▸ Dataset excerpts

== == ==

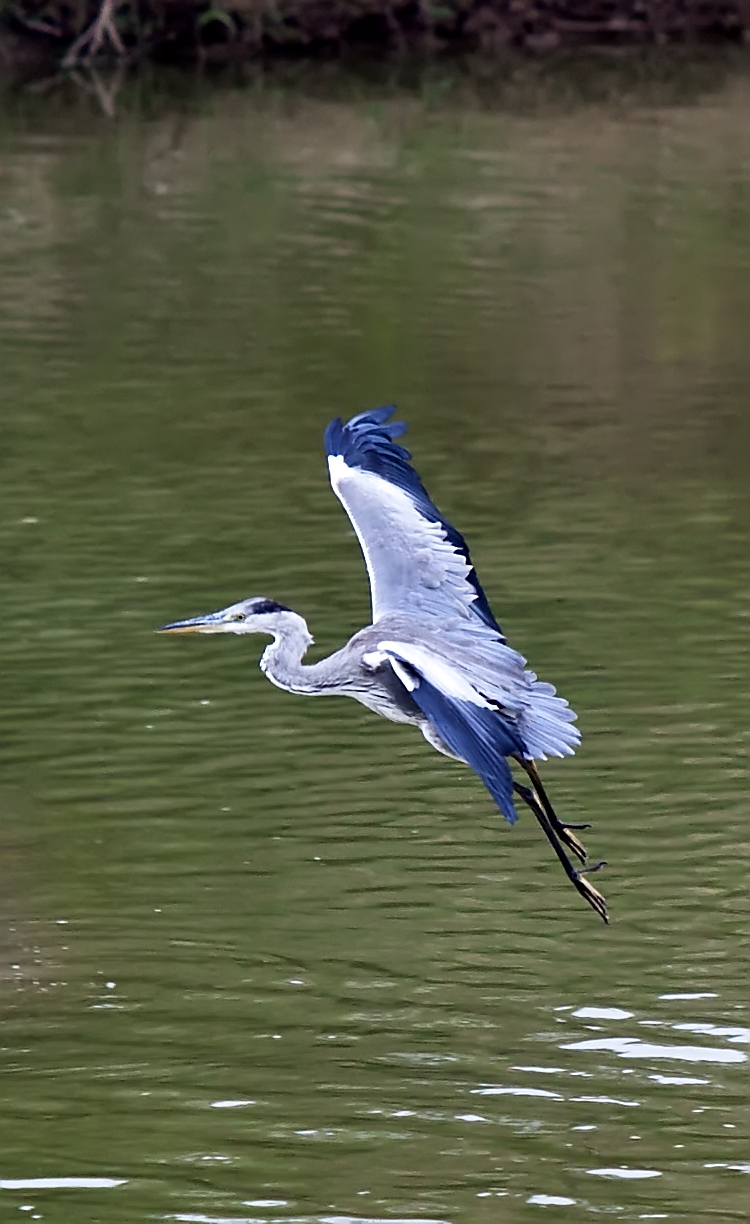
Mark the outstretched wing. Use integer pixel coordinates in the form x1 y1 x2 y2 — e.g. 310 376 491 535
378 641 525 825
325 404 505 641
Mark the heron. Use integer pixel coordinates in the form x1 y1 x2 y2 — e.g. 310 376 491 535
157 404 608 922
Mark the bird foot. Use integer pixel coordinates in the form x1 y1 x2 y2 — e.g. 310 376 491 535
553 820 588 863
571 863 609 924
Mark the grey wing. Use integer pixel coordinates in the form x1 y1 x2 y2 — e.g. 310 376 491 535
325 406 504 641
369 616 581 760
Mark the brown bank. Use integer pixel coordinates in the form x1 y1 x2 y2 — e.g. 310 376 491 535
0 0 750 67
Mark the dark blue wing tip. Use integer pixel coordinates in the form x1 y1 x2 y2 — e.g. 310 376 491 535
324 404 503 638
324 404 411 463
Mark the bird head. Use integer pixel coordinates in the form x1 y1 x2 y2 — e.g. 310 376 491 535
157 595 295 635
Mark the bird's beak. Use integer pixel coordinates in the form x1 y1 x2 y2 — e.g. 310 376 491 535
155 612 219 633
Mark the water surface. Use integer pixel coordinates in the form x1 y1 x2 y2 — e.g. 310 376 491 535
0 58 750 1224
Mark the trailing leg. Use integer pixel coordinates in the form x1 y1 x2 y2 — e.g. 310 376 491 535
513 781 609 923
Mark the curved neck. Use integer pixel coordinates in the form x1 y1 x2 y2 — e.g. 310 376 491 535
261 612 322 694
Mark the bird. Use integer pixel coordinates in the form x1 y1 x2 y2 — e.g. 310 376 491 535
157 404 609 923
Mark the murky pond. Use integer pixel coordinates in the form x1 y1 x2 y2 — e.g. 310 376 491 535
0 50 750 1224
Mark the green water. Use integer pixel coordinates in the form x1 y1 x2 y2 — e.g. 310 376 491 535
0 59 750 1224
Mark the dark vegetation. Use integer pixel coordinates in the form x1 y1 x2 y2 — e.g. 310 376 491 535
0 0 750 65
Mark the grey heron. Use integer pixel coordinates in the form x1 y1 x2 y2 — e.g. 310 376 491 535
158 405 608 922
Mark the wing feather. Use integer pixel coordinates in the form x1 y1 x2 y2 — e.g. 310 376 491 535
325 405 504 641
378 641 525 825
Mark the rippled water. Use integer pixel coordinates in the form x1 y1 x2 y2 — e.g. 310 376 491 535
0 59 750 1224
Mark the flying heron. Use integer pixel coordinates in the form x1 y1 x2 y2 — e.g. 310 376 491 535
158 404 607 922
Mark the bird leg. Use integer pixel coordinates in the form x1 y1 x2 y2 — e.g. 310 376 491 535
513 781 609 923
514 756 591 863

== == ==

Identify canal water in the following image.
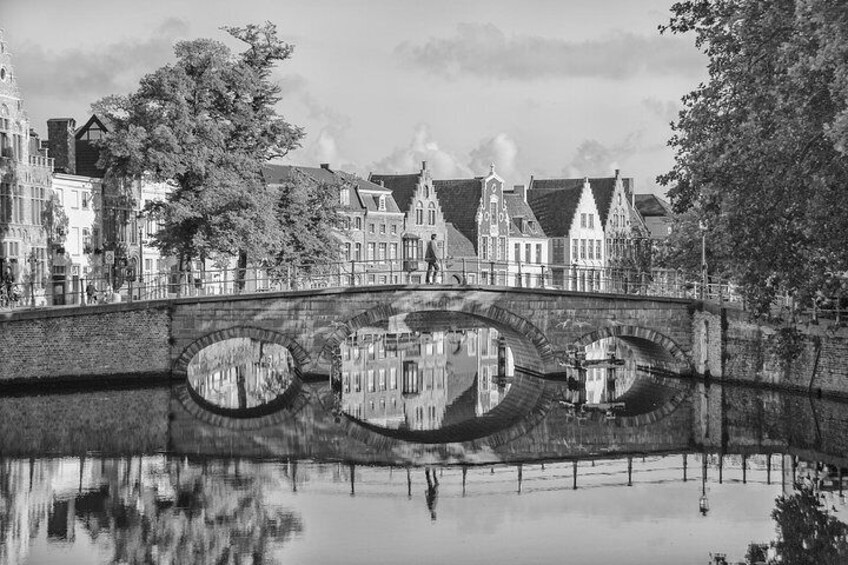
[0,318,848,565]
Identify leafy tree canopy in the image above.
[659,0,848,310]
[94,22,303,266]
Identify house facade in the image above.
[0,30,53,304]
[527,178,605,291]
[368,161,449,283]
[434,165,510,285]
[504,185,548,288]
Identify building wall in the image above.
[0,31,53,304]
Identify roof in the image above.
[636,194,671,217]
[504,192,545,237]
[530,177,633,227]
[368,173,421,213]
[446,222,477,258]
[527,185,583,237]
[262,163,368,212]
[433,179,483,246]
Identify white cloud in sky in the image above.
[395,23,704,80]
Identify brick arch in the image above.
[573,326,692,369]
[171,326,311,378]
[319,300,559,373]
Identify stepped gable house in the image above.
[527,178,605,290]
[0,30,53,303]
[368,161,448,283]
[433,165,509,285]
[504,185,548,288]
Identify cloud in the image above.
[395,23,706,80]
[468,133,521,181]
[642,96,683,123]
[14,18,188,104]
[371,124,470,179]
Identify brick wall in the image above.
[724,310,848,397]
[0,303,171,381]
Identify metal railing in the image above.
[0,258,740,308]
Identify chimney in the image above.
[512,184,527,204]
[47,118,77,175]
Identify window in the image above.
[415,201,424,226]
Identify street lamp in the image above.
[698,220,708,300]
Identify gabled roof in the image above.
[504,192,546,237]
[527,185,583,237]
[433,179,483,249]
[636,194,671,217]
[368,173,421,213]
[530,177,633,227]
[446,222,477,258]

== == ==

▸ Stated goal
Rewrite the records from the line that contains "Identify leafy tree" through the line that contains "[0,258,740,308]", requests included, and keep both end lines. Adjust each bounding-box coordinate in the answers by adding -81, and leave the requests unchanged.

▸ Result of the task
Identify leafy tree canopy in the image above.
[578,-81,767,229]
[13,-59,222,185]
Identify house facade in the image above.
[-81,-51,-28,223]
[446,97,524,210]
[287,80,368,202]
[353,84,429,204]
[423,104,467,207]
Identify building wall in the image above.
[-81,-50,-28,223]
Identify roof in the image above.
[555,113,590,136]
[423,111,464,156]
[449,96,552,146]
[287,92,340,132]
[365,141,396,177]
[446,104,502,156]
[181,82,287,131]
[352,98,402,165]
Identify white cloud in sky in the image above.
[314,-58,623,-1]
Identify brick arch in the image above.
[492,245,611,288]
[90,245,230,297]
[238,219,478,292]
Identify stepped gable house in the image above.
[446,97,524,209]
[-81,-51,-28,222]
[287,80,367,202]
[352,84,428,204]
[423,104,467,207]
Identify cloud in the image above.
[314,-58,625,-1]
[387,52,440,100]
[561,15,602,42]
[-67,-63,107,23]
[290,43,389,98]
Identify brick wall in the image above.
[643,229,767,316]
[-81,222,90,300]
Identify metal railing in the image above.
[-81,177,659,227]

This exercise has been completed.